> [EXERCISE] Produce an exact transcript of all the records.

> [DATASET RECORDS]
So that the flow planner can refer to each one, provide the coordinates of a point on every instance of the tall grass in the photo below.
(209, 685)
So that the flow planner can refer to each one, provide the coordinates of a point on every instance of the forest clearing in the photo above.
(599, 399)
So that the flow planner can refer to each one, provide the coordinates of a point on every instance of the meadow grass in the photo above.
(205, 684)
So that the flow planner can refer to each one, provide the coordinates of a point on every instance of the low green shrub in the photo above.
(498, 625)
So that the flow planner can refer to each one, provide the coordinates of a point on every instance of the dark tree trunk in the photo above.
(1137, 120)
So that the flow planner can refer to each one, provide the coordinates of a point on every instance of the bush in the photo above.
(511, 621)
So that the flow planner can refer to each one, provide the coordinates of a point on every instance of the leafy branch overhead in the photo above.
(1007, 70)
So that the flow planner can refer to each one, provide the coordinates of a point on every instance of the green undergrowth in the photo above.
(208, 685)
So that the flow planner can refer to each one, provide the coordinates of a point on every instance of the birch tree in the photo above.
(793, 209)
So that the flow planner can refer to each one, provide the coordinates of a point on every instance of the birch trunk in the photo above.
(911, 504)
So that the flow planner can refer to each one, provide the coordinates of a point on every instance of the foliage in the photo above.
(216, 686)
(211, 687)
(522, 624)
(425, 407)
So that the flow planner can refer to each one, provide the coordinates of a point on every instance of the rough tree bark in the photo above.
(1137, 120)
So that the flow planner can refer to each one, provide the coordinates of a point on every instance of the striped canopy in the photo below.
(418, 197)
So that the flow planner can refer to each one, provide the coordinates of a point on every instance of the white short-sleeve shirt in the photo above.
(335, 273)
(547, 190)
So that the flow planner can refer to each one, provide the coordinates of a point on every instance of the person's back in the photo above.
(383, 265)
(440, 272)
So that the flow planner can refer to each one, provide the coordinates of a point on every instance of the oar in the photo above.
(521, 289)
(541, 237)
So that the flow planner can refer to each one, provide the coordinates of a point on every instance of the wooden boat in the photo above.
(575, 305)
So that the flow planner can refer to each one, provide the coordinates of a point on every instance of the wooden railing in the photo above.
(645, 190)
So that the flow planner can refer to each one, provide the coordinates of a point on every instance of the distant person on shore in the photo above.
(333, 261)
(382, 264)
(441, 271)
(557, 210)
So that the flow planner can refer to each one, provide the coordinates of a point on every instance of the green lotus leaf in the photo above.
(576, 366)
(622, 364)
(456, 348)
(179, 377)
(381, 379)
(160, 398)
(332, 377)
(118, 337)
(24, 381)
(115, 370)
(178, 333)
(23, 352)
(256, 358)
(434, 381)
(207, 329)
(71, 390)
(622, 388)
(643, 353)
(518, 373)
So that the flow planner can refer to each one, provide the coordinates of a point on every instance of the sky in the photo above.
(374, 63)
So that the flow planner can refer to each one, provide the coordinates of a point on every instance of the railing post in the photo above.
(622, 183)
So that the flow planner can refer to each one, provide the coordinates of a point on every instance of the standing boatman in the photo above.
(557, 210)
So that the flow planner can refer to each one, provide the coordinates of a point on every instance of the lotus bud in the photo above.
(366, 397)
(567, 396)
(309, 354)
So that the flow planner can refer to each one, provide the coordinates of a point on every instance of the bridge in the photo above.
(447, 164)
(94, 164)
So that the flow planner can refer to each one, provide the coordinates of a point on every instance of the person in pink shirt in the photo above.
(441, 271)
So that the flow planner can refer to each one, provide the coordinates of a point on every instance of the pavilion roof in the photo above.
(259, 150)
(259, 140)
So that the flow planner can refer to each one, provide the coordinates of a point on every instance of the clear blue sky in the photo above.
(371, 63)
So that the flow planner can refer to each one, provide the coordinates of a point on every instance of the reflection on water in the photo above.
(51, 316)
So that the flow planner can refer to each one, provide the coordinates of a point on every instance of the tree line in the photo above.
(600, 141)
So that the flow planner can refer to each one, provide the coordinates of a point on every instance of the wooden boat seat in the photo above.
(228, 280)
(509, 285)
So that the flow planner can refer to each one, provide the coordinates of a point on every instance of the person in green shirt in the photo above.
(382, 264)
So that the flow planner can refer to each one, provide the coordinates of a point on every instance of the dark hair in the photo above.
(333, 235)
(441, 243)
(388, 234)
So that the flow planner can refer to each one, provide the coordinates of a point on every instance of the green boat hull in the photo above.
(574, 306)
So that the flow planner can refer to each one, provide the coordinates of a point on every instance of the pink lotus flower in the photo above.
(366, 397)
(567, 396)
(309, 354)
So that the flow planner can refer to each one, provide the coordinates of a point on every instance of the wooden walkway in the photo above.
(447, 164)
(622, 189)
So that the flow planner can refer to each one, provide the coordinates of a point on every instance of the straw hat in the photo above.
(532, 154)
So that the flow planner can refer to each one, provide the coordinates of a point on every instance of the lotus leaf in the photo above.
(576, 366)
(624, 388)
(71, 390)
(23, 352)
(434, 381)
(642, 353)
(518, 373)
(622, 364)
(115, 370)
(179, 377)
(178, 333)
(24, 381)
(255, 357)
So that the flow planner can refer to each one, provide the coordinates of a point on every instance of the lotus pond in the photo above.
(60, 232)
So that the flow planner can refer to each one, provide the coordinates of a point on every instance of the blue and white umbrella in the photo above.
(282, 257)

> [RESPONSE TO THIS EXERCISE]
So that the flow planner can refer to each one, provide the coordinates of a point on every instance of the tall grass in the photo below.
(209, 685)
So that the flow planner can refer to each one, provide the coordinates of a point on every instance of the forest clearing in the photo above.
(599, 399)
So that the flow planner can refer to each one, provide the coordinates of a point on every instance of the meadow grass in the photo above.
(205, 684)
So that the flow planner can refer to each one, provide the coordinates of a point on every instance of the low green shrub in the photo above.
(498, 625)
So that the flow planner can refer to each one, provide the coordinates of a point on every instance of the dark tree trunk in the photo above.
(1137, 120)
So that the flow planner can refer to each one, provide the coordinates of a point on every instance of the bush in the photo above.
(511, 621)
So that the flow planner can refer to each one, provide the coordinates of a point on every instance of the leafy branch overhead in the photo above.
(1007, 70)
So that the flow planner can refer to each one, provide the coordinates of a point on every instance of the green undergrowth in the photo above.
(208, 685)
So that the flow planner can refer to each one, provide the coordinates of a point on every instance of the birch tree in the photo above.
(793, 209)
So that the flow planner can refer to each one, provide the coordinates of a point on every instance of the birch trunk in the photo above.
(911, 504)
So that the flow planner can refer to each one, provide the coordinates of a point on every instance of the foliage in the photo above.
(216, 686)
(211, 687)
(522, 624)
(425, 407)
So that the flow planner can refer to each one, provide the coordinates of a point on every instance of the rough tree bark in the photo above.
(1137, 120)
So that the flow planner can refer to each one, provide the coordinates of a point on every instance of the striped canopy in the photo below.
(418, 197)
So that the flow planner can refer to each one, provide the coordinates of a point on every instance of the white short-sleeve shirt in the photo above.
(335, 273)
(547, 190)
So that the flow planner can refer to each one, provide the coordinates of a point on every instance of the person's back in the photo above.
(383, 265)
(440, 272)
So that the flow planner can refer to each one, provide the coordinates of a point on every instance of the oar in the photo above.
(521, 289)
(541, 237)
So that the flow planner can refer to each one, provide the coordinates of a point on every instance of the wooden boat in the photo above.
(575, 305)
So that the flow planner can refer to each one, provide the coordinates of a point on every instance of the wooden railing in the photo above.
(645, 190)
So that the flow planner can refer to each one, provide the coordinates of a point on every instance of the distant person on shore in the photo above.
(333, 261)
(382, 264)
(441, 271)
(557, 210)
So that the flow planner can refer to each one, provide the coordinates of a point on every instance of the green lotus leaf in the photo above.
(576, 366)
(622, 364)
(456, 348)
(179, 377)
(381, 379)
(160, 398)
(332, 377)
(118, 337)
(24, 381)
(115, 370)
(178, 333)
(23, 352)
(256, 358)
(434, 381)
(207, 329)
(71, 390)
(622, 388)
(643, 353)
(518, 373)
So that the flow planner can refer to each one, provide the coordinates of a point on every instance of the sky in the photo above.
(374, 63)
So that the flow planner can refer to each one, provide the coordinates of a point on every instance of the railing post in the photo above.
(622, 183)
So that the flow planner can refer to each one, provide the coordinates of a point on every instance of the standing boatman in the photo above.
(557, 210)
So that the flow planner can refer to each one, provide the coordinates of a point on every instance of the lotus bud in the photo above.
(366, 397)
(567, 396)
(309, 354)
So that the flow planner can refer to each one, provide the coordinates of a point on every instance of the bridge in the photo above.
(447, 164)
(94, 164)
So that the flow planner can refer to each one, provide the coordinates of a point on every instance of the person in pink shirt in the photo above.
(441, 271)
So that the flow planner can refer to each one, provide the coordinates of a point on every instance of the pavilion roof in the photo above.
(259, 150)
(259, 140)
So that the flow planner can refer to each one, provide the coordinates of a point on every instance of the clear blue sky in the photo above.
(371, 63)
So that the flow planner can refer to each one, provide the coordinates of a point on every instance of the reflection on water in the photo above.
(51, 316)
So that the flow planner can refer to each one, provide the coordinates of a point on every instance of the tree line in the photo above.
(600, 141)
So that the flow planner can refer to each one, provide the coordinates of a point on every instance of the wooden boat seat in the photo above.
(228, 280)
(509, 285)
So that the flow planner can refer to each one, provide the coordinates of a point on every instance of the person in green shirt in the photo above.
(382, 264)
So that the flow planner can refer to each one, provide the coordinates of a point on every instance of the dark hair in the photo above.
(333, 235)
(441, 243)
(388, 234)
So that the flow planner can refer to each one, provide the coordinates of a point on every instance of the green boat hull in the photo above.
(574, 306)
So that the flow planner can refer to each one, provide the coordinates of a point on every instance of the pink lotus flower in the photo above.
(366, 397)
(567, 396)
(309, 354)
So that the flow planner can refer to each one, provide the coordinates of a point on every instance of the wooden walkway in the photo above.
(447, 164)
(622, 189)
So that the flow planner can refer to each one, provide the coordinates of a point on every instance of the straw hat in the photo above.
(532, 154)
So that the flow planner can refer to each one, provide the coordinates of a point on every instance of the lotus leaf in the photo above.
(576, 366)
(624, 388)
(71, 390)
(23, 352)
(434, 381)
(642, 353)
(518, 373)
(622, 364)
(115, 370)
(179, 377)
(178, 333)
(24, 381)
(255, 357)
So that the flow planner can refer to each one, provide the coordinates of a point on every instance of the lotus pond in the photo above.
(60, 232)
So that the flow planner can refer to each one, provide the coordinates of a point on every instance of the blue and white umbrella in the photo above.
(282, 257)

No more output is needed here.